[[ SUPPLIED MATERIAL, beginning ]]

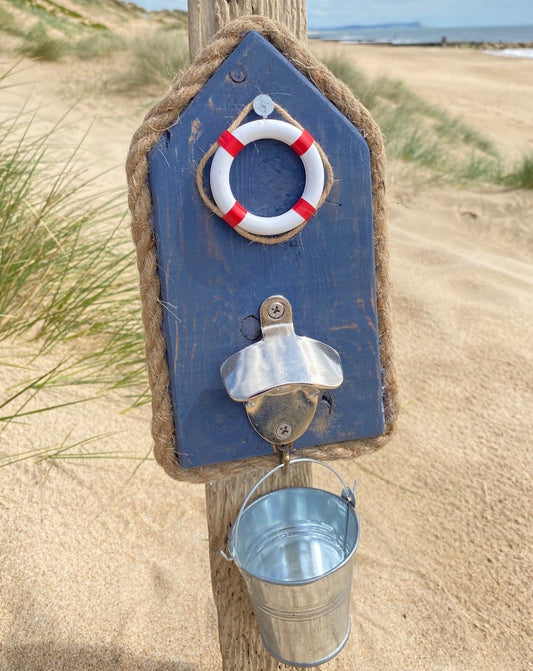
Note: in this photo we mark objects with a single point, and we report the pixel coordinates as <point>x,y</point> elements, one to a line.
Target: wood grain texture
<point>206,17</point>
<point>240,641</point>
<point>213,281</point>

[[ SUPPLIED MATERIAL, end ]]

### EXERCISE
The expected output is the complete listing, word for word, without any picture.

### TASK RESULT
Note: in this photo we mark objects with a single point, and we report the pixel coordinates as <point>x,y</point> elements, one to a line.
Target: wood grain texture
<point>206,17</point>
<point>240,641</point>
<point>213,281</point>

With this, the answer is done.